<<<<

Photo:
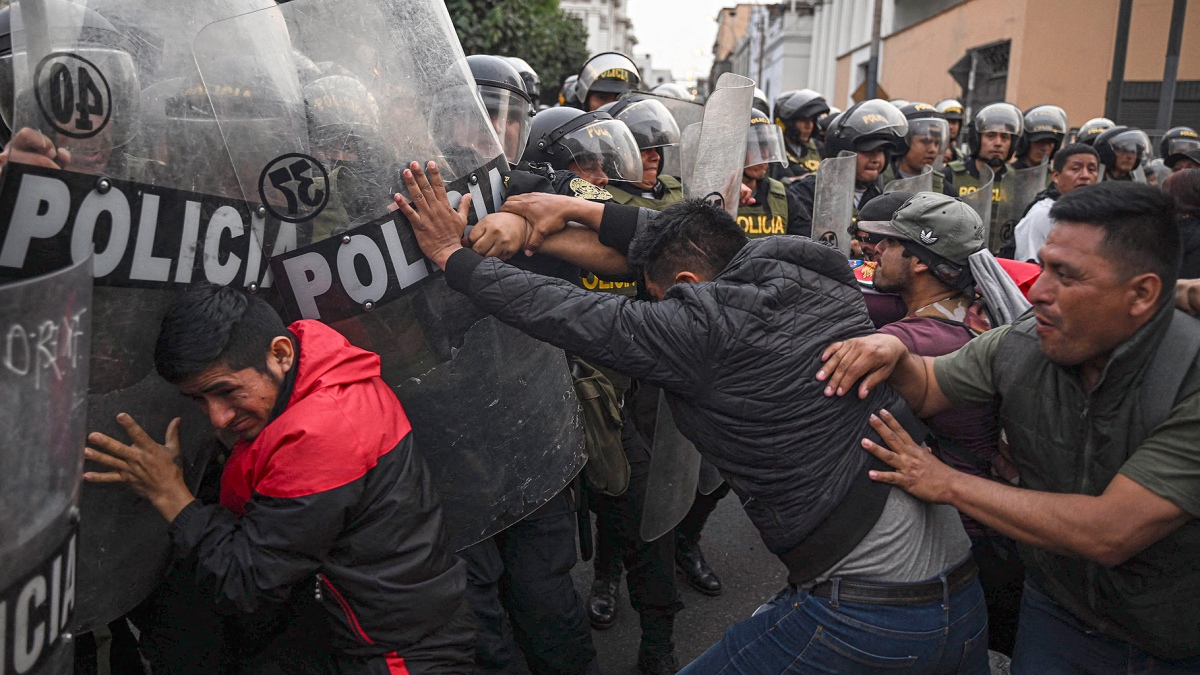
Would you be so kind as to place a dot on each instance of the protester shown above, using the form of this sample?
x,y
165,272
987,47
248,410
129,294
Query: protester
x,y
1105,513
1074,166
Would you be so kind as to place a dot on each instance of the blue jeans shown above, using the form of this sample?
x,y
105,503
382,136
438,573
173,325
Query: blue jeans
x,y
801,633
1053,641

>>>>

> TASK STATEMENT: Copy out every line of text in the records above word for word, leaving the pictures out.

> RIGHT ANSWER:
Photo:
Would you be so kind as to place a dot on each instance of the protester shown above, using the form of this sample?
x,y
165,272
987,47
248,410
129,294
Query: protester
x,y
1105,513
1074,166
Would you be so kind as to place a dot on each instance of the blue jeans shown above, using the form of this sample?
x,y
105,503
382,136
438,573
173,325
Query: blue jeans
x,y
801,633
1053,641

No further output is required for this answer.